# Indie Beauty Network



## Guest (Dec 10, 2008)

Is anyone a member of the Indie Beauty Network?  And is it useful at all?

http://www.indiebeautynetwork.com/chann ... u/join.asp


----------



## Deda (Dec 10, 2008)

I like her site, but I'm torn between her and the soap guild one.  I have to make a decision which one to join - just for insurance when my current policy runs its course.

Perhaps you can work your magic and give us (me!) a breakdown of the pros and cons of each?


----------



## Dovie (Dec 10, 2008)

Are there any insurance companies that let you pay it out?


----------



## Deda (Dec 10, 2008)

Dovie said:
			
		

> Are there any insurance companies that let you pay it out?



What do you mean 'Pay it out'?


----------



## Dovie (Dec 10, 2008)

Make monthly payments.  I can't come up with $500 at the moment.


----------



## Deda (Dec 10, 2008)

Ah, Duh!      Sorry, I should have known that.

When I owned a retail shop 2 years ago (skateboards, not soap) my Hartford Policy through USAA allowed for a monthly payment, but there was a surcharge of about 12% - pass on that!

It would be interesting to see if there was such a creature what the premiums would be.  Higher, I think.

Supplied information:
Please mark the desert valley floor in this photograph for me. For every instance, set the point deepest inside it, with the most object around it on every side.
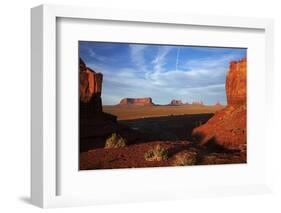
(145, 127)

Exercise instructions:
1. In the Indie Beauty Network thread, why does Deda say to pass on the monthly payment option that her Hartford policy through USAA allowed?
2. Write the next part of the Indie Beauty Network thread, picking up after its final sentence.

Answer set:
1. Deda says to pass on it because paying monthly came with a surcharge of about 12%.

2.
----------



## Greenman (Dec 10, 2008)

OK Now for the important question - What size samples do you give out?


----------



## heartsong (Dec 10, 2008)

*soap*

you may wish to check with your homeowner's insurance agent- i live in alabama and each state has different requirements, but i pay $119 a year for $500,000 liability insurance. it is an attachment to my homeowner's ins, since i make and base my sales out of my house.

just a thought...


----------



## Lindy (Dec 11, 2008)

Yeah my liability insurance (BC Canada) is $150.00 year as a homebased business with liability of $500,000.

Greenman I use off-cuts so they are all different sizes, but if you were to take a guest sized bar and cut it in 2 that would be a good size.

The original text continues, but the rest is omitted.